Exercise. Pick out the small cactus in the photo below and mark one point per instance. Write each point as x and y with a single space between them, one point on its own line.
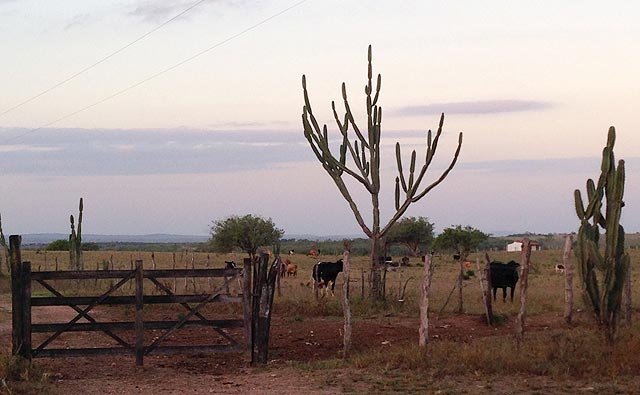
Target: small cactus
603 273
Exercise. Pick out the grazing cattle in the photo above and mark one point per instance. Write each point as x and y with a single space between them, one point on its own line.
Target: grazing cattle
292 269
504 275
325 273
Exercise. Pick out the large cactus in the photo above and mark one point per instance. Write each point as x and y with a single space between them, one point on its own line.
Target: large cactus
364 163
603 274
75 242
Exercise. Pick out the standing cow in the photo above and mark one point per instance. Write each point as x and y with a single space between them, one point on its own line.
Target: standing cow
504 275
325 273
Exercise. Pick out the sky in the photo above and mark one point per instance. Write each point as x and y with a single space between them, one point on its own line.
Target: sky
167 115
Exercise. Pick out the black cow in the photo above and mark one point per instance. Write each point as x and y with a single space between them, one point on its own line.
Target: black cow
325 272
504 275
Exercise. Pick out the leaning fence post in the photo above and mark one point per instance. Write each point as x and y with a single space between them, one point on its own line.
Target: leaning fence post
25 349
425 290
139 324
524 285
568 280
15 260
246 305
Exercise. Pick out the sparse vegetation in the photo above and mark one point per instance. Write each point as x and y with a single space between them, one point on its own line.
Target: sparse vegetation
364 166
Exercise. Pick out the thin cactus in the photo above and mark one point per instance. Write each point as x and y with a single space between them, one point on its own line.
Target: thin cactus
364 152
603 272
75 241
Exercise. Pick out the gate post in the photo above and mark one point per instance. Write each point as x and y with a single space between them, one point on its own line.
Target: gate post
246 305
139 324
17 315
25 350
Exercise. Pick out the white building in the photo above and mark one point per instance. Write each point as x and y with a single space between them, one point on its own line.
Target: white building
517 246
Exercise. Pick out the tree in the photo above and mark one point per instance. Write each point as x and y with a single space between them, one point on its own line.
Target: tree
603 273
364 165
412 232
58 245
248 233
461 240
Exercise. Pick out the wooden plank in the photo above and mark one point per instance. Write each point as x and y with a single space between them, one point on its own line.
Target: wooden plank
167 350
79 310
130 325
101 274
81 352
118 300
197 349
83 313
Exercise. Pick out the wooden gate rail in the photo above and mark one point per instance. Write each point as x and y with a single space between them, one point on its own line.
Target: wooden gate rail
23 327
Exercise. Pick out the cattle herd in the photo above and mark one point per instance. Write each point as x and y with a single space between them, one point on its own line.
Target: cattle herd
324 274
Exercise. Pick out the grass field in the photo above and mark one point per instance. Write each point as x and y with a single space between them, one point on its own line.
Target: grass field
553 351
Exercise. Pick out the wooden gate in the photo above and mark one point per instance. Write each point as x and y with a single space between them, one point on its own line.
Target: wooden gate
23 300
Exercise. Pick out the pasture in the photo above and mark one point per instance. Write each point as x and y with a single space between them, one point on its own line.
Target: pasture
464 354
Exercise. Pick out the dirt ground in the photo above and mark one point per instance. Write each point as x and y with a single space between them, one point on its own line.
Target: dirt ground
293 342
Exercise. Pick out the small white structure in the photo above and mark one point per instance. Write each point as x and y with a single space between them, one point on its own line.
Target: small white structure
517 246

== == ==

**EXERCISE DESCRIPTION:** Set down, word for word, the lines from the one containing "Exercise. Pick out the small white" through the end of the items.

**EXERCISE RESPONSE:**
Exercise. Pick out the small white structure in the photo above and mark one point per instance. Write each point as x and y with a single space between them, one point on its own line.
Target: small white structure
517 246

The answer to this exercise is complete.